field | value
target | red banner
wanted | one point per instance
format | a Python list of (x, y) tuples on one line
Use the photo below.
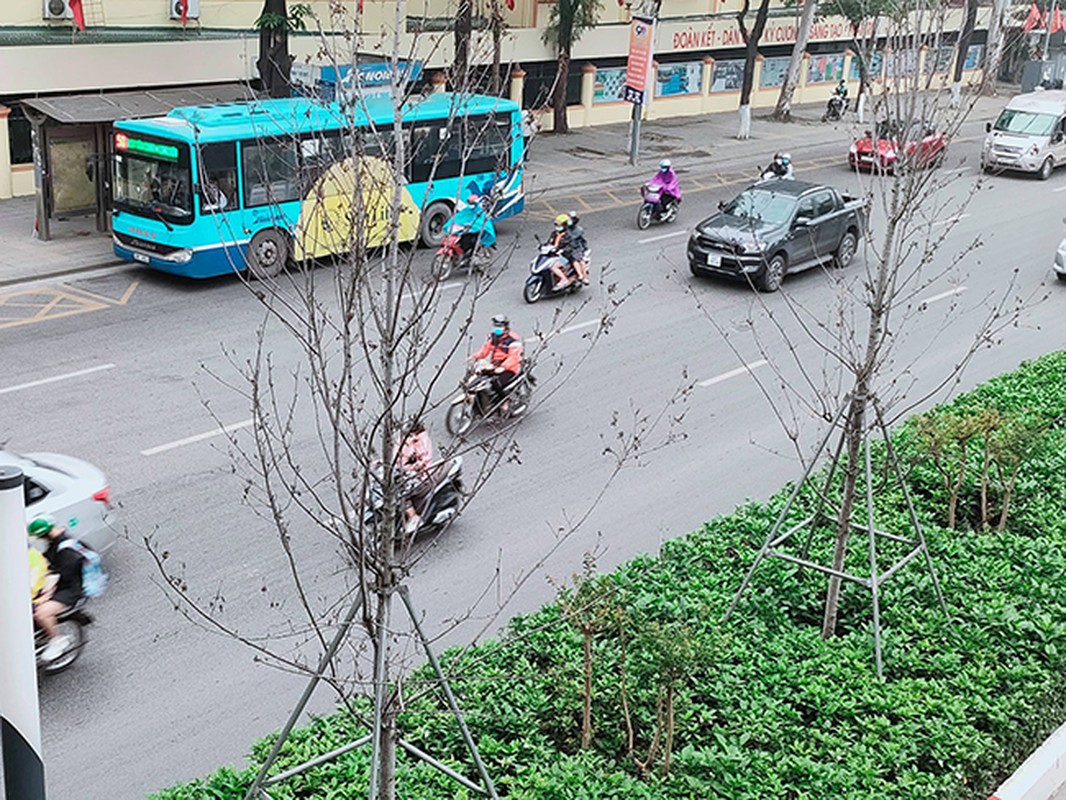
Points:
[(639, 64)]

## Assignment
If pictures appear, drop them, and retype exactly the lines from the "format | a Python" line through the last line of the data above.

## Task solution
format | a Python list of (x, y) tuples on one line
Use the photo below.
Points:
[(639, 64)]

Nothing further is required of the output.